***** QUOTED TEXT *****

The Group believes that quality land reserves guarantee its continuous growth and future performance. On 10 April 2019, the Group completed the acquisition of 100% equity interest of Zhongfu Shiye. The Group, through the acquisition, indirectly acquires the land use right of a parcel of land located at Bagua Town, Huanren County, Benxi, Liaoning Province, the PRC with a floor area of approximately 5,023 sq.m. and construction area of approximately 7,500 sq.m. for other commercial use (the "Bagua Project I").

China Sinostar Group Company Limited

27

Interim Report 2019/2020

Further on 29 September 2019, the Group completed the acquisition of 100% equity interest of Zhongfu Property. The Company, through the acquisition, indirectly acquires the land use right of a parcel of land located at Bagua Town, Huanren County, Benxi, Liaoning Province, the PRC with a floor area of approximately 9,188.2 sq.m. and construction area of approximately 14,700 sq.m. and for other commercial use (the "Bagua Project II"). The land reserves of Bagua Project I and Bagua Project II are expected to generate continuous growth and enhance future performance of the Group.

The Board is optimistic towards the properties development business and will proactively follow and respond to the adjustment and calling of national policy, keeping in step with the policy trend and capture the potential opportunities in the properties development market in order to enhance the shareholder's value.

Properties Management

During the six months ended 30 September 2019, the Group started to engage in properties management business and delivered comprehensive property management services for residential and commercial properties of Xiguan Project. At the initial stage, the Group focused on building up a professional properties management team by providing integrated training in properties management sectors to its front line and back office staff, acquiring and improving its properties management system. For the six months ended 30 September 2019, the Group recorded a revenue and segment profit of approximately HK$30,000 and approximately HK$14,000, respectively, while nil revenue and segment results were recorded for the six months ended 30 September 2018.

Properties Investment

Revenue generated from properties investment was mainly derived from the leasing of several parcels of land in the PRC. For the six months ended 30 September 2019, the revenue was approximately HK$644,000, representing a decrease of 4% as compared to approximately HK$669,000 for the six months ended 30 September 2018. A segment loss of approximately HK$652,000 and approximately HK$519,000 for each of the six months ended 30 September 2019 and 2018 was recorded, respectively.

***** COLLECTED DATA *****

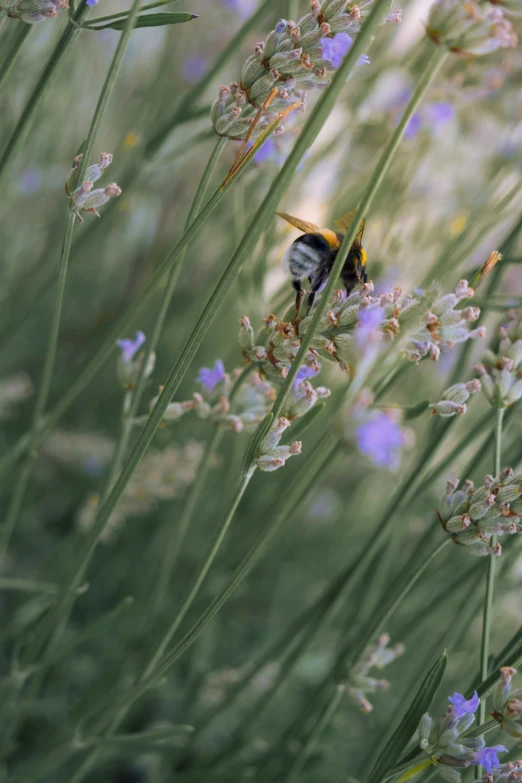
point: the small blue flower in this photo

*****

Rewrite the interim report excerpt starting with "Further on 29" and going on through "of the Group.", replacing "Zhongfu Property" with "Zhongfu Estate".

Further on 29 September 2019, the Group completed the acquisition of 100% equity interest of Zhongfu Estate. The Company, through the acquisition, indirectly acquires the land use right of a parcel of land located at Bagua Town, Huanren County, Benxi, Liaoning Province, the PRC with a floor area of approximately 9,188.2 sq.m. and construction area of approximately 14,700 sq.m. and for other commercial use (the "Bagua Project II"). The land reserves of Bagua Project I and Bagua Project II are expected to generate continuous growth and enhance future performance of the Group.